#### DIRECTIONS
Make an exact copy of the records, and keep the pictures out of it.
━━━━━ LISTED RECORDS
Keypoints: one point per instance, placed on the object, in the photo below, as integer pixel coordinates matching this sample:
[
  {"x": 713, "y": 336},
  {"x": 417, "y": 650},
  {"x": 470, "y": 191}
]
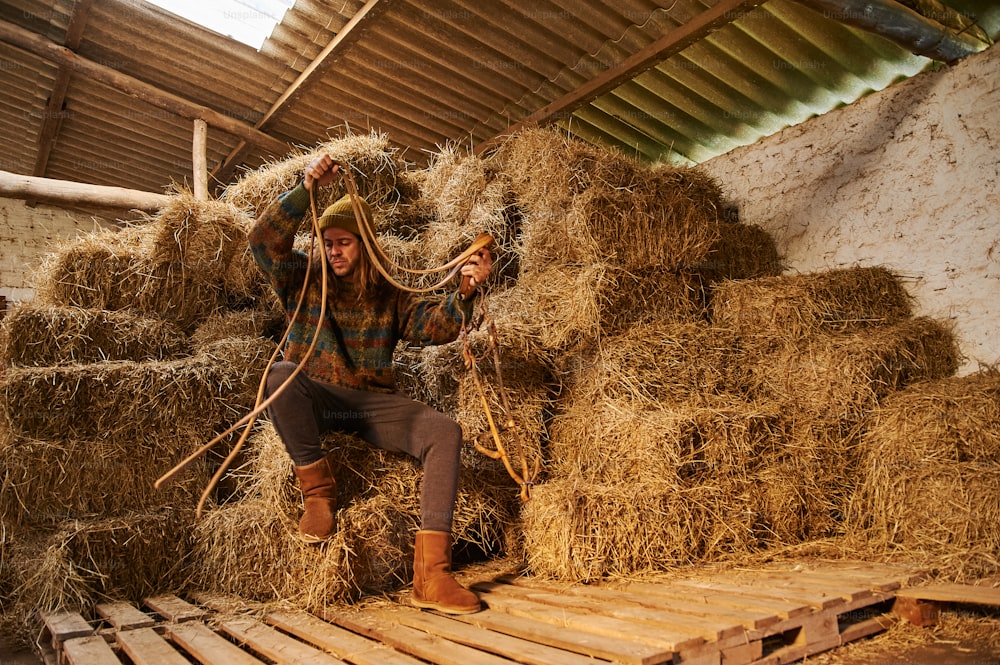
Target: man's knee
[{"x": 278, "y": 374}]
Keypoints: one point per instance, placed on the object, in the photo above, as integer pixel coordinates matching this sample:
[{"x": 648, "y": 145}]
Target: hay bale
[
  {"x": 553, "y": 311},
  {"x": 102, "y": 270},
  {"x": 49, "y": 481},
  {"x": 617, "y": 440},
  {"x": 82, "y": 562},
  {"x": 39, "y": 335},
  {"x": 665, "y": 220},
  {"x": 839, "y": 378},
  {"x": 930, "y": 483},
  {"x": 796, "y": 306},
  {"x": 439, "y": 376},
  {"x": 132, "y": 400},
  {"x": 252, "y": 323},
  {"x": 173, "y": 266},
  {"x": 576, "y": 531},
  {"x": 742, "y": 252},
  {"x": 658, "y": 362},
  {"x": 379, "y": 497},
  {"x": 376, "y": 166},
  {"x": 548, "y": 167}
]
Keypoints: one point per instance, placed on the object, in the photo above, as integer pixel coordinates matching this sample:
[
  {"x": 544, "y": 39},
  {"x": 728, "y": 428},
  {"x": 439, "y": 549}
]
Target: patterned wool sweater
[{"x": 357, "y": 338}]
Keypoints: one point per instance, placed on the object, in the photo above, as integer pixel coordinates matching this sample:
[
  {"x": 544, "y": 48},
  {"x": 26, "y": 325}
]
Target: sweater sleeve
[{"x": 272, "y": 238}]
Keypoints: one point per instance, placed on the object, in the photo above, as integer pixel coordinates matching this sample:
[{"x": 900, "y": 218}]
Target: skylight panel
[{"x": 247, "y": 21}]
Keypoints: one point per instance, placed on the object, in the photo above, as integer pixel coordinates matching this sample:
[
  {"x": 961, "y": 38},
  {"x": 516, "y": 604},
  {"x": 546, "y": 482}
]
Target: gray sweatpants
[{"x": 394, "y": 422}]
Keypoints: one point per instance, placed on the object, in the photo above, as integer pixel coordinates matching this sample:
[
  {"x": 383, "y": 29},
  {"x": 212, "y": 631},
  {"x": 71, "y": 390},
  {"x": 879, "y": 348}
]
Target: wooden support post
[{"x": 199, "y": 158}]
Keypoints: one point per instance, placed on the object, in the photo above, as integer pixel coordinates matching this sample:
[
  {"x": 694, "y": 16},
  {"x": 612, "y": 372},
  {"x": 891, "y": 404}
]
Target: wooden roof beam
━━━━━━━━━━
#### EXERCISE ANSWER
Keypoints: one point per instance, placed on the object, in the photo below, as integer pixel coordinates matching this sample:
[
  {"x": 713, "y": 336},
  {"x": 417, "y": 650},
  {"x": 470, "y": 191}
]
Target: man's knee
[{"x": 278, "y": 374}]
Keypoints: one point per instance, placed on the object, in the photo above, as integer pixel coordinates matching this sample:
[{"x": 648, "y": 145}]
Target: hay bale
[
  {"x": 553, "y": 311},
  {"x": 102, "y": 270},
  {"x": 49, "y": 481},
  {"x": 617, "y": 440},
  {"x": 82, "y": 562},
  {"x": 39, "y": 335},
  {"x": 665, "y": 220},
  {"x": 839, "y": 378},
  {"x": 930, "y": 483},
  {"x": 796, "y": 306},
  {"x": 439, "y": 376},
  {"x": 132, "y": 400},
  {"x": 252, "y": 323},
  {"x": 173, "y": 266},
  {"x": 576, "y": 531},
  {"x": 742, "y": 252},
  {"x": 658, "y": 362},
  {"x": 379, "y": 497},
  {"x": 376, "y": 166},
  {"x": 548, "y": 167}
]
Keypoints: one point per instance, placed on the object, in the photo above, as integer pixel coordinates matching this sample:
[
  {"x": 544, "y": 39},
  {"x": 728, "y": 428},
  {"x": 439, "y": 549}
]
Target: patterned wool sweater
[{"x": 357, "y": 338}]
Keypoints: one point per instance, placed on the object, in the photo above, as integer pixel coordinates matching this sample:
[
  {"x": 544, "y": 48},
  {"x": 26, "y": 325}
]
Target: sweater sleeve
[{"x": 272, "y": 238}]
Keypoints: one point per instance, placed on the object, in the photo above, as integer pixel coordinates matching this sample:
[{"x": 900, "y": 218}]
Target: skylight panel
[{"x": 247, "y": 21}]
Keypoints: one point per instance, placed on the object, in the photo above, as integer pixel coordinates matching this sample:
[
  {"x": 961, "y": 38},
  {"x": 516, "y": 604},
  {"x": 546, "y": 482}
]
Target: gray sweatpants
[{"x": 394, "y": 422}]
Keypoints: one point per instance, placed on the object, in the photo above, as integer pixel coordinates matching this sample:
[
  {"x": 383, "y": 29},
  {"x": 212, "y": 631},
  {"x": 71, "y": 390},
  {"x": 879, "y": 348}
]
Target: wooden support post
[{"x": 199, "y": 158}]
Keypoints: one point per instance, placed on the object, in the photo above, as integer pixel coordinates matching this sample:
[
  {"x": 694, "y": 16},
  {"x": 612, "y": 372},
  {"x": 891, "y": 404}
]
Target: wooden roof beam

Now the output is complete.